**Exercise objective:** Line by line, copy out the data that follows.

**Excerpted records:**
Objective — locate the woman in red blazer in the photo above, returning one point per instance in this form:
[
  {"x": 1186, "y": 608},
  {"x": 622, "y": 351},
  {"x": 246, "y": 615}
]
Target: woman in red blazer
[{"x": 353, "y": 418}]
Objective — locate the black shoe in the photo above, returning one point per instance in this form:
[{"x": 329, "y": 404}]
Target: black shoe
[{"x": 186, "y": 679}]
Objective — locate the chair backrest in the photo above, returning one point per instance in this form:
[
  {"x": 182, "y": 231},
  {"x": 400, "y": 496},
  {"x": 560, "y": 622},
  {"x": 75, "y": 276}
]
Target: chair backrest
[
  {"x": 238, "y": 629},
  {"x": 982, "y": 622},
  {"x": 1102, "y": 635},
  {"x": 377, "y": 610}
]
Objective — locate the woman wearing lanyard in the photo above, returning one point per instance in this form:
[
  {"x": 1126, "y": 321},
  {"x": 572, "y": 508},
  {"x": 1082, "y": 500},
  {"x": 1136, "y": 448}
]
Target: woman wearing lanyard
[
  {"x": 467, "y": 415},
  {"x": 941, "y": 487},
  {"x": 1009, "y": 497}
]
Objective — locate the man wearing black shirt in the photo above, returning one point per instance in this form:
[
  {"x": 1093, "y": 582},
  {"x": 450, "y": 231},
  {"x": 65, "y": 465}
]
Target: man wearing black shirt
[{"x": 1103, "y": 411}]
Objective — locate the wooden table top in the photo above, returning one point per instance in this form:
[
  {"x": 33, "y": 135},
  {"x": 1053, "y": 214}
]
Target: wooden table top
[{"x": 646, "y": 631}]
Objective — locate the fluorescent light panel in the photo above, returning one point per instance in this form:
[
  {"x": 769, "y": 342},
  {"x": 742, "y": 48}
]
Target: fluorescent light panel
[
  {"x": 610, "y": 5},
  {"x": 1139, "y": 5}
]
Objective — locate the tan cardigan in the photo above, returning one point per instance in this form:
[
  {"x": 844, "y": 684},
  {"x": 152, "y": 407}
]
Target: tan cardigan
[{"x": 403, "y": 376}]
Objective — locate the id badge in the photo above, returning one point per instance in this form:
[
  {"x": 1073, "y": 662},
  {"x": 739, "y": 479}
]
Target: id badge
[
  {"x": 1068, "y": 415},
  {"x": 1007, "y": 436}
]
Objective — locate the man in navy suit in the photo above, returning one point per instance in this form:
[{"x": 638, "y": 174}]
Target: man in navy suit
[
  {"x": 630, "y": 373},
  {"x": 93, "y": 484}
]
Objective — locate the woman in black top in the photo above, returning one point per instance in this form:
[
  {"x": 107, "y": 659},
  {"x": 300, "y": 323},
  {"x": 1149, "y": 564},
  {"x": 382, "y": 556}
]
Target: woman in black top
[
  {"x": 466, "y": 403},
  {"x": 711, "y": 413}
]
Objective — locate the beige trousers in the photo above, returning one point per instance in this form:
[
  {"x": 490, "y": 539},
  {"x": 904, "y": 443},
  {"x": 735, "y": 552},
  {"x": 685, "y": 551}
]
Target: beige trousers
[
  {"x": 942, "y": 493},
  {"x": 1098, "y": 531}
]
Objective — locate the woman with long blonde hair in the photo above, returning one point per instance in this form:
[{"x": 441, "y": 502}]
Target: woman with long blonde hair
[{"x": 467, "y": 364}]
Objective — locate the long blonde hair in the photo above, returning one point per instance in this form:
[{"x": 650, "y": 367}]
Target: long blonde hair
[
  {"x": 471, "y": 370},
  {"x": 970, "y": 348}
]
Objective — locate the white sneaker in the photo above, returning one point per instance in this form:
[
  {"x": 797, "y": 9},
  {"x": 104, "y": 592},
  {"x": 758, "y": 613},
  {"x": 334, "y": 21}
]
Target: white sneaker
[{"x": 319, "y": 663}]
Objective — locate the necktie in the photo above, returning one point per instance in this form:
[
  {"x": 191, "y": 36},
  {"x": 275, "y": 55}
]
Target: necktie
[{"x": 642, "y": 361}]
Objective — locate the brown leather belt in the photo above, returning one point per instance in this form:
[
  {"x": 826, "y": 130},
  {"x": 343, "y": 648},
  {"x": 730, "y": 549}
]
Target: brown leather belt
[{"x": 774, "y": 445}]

**Completed task:**
Objective — locate the woman in red blazer in the photo above, returning one point per instance in this form:
[
  {"x": 1186, "y": 608},
  {"x": 622, "y": 351},
  {"x": 246, "y": 615}
]
Target: woman in red blazer
[{"x": 353, "y": 418}]
Objective — locate the black shoe in the photo above, returning one point per instance in this form:
[{"x": 329, "y": 404}]
Target: black shoe
[{"x": 186, "y": 679}]
Objective — locate the chair backrest in the photo above, returning one point per instance in this form:
[
  {"x": 182, "y": 231},
  {"x": 400, "y": 496},
  {"x": 560, "y": 622},
  {"x": 75, "y": 276}
]
Target: chair backrest
[
  {"x": 238, "y": 629},
  {"x": 982, "y": 622},
  {"x": 1102, "y": 635},
  {"x": 377, "y": 610}
]
Objective — locate the woman wearing lanyard in the photo above, returning one point per instance in this form:
[
  {"x": 1126, "y": 321},
  {"x": 572, "y": 508},
  {"x": 1082, "y": 500},
  {"x": 1136, "y": 448}
]
Target: woman wearing lanyard
[
  {"x": 467, "y": 415},
  {"x": 941, "y": 487},
  {"x": 1009, "y": 497}
]
Objective — locate the man wearing black shirt in the photo above, returning one point per instance in this form:
[
  {"x": 1093, "y": 582},
  {"x": 450, "y": 231},
  {"x": 65, "y": 465}
]
Target: man wearing black shirt
[{"x": 1103, "y": 411}]
Objective — locate the wooden table top in the photo above, returning one point per instance in this form:
[
  {"x": 33, "y": 135},
  {"x": 1053, "y": 214}
]
Target: wooden table top
[{"x": 646, "y": 631}]
Objective — locate the fluorescent light panel in the photo above, returning one point per instance in this form:
[
  {"x": 769, "y": 342},
  {"x": 742, "y": 48}
]
Target: fluorescent light panel
[
  {"x": 610, "y": 5},
  {"x": 1139, "y": 5}
]
Objective — locate the tan cardigan in the photo above, returning one point per instance in this form:
[
  {"x": 844, "y": 684},
  {"x": 152, "y": 407}
]
Target: tan cardigan
[{"x": 403, "y": 376}]
Objective — locate the id badge in the photo above, returning one point per instance in this form:
[
  {"x": 1073, "y": 662},
  {"x": 739, "y": 479}
]
Target: id badge
[
  {"x": 1068, "y": 415},
  {"x": 1007, "y": 436}
]
Objective — locate the man in navy suit in the photo above, returning one point per instance in this form:
[{"x": 638, "y": 174}]
Target: man in navy suit
[
  {"x": 630, "y": 373},
  {"x": 93, "y": 484}
]
Objective — locate the woman in black top in the photo above, returning one point per instance in this form:
[
  {"x": 107, "y": 659},
  {"x": 300, "y": 323},
  {"x": 1149, "y": 564},
  {"x": 382, "y": 556}
]
Target: woman in black top
[
  {"x": 466, "y": 403},
  {"x": 711, "y": 413}
]
Objective — locate the beige trousers in the photo above, returning one point per instance in this form:
[
  {"x": 490, "y": 539},
  {"x": 904, "y": 443},
  {"x": 735, "y": 552},
  {"x": 685, "y": 551}
]
Target: beige trousers
[
  {"x": 942, "y": 493},
  {"x": 1098, "y": 531}
]
Objective — locate the woman with long blonde hair in the photo above, returning one point per instance in this form:
[{"x": 441, "y": 502}]
Target: woman with long blonde hair
[{"x": 467, "y": 364}]
Objective — locate the long blonde hair in the photo above, returning one point per instance in this form:
[{"x": 650, "y": 367}]
Target: long blonde hair
[
  {"x": 471, "y": 370},
  {"x": 970, "y": 348}
]
Objective — locate the white sneaker in the photo above, returning one point per instance in this form:
[
  {"x": 797, "y": 9},
  {"x": 104, "y": 592},
  {"x": 758, "y": 613},
  {"x": 334, "y": 21}
]
Target: white sneaker
[{"x": 319, "y": 663}]
Objective — locate the necktie in the photo above, returning one point per instance in this form:
[
  {"x": 191, "y": 36},
  {"x": 275, "y": 55}
]
Target: necktie
[{"x": 642, "y": 361}]
Objective — locate the brown leather belt in the photo above, returning one point per instance in this form:
[
  {"x": 826, "y": 130},
  {"x": 343, "y": 648},
  {"x": 730, "y": 549}
]
Target: brown leather belt
[{"x": 774, "y": 445}]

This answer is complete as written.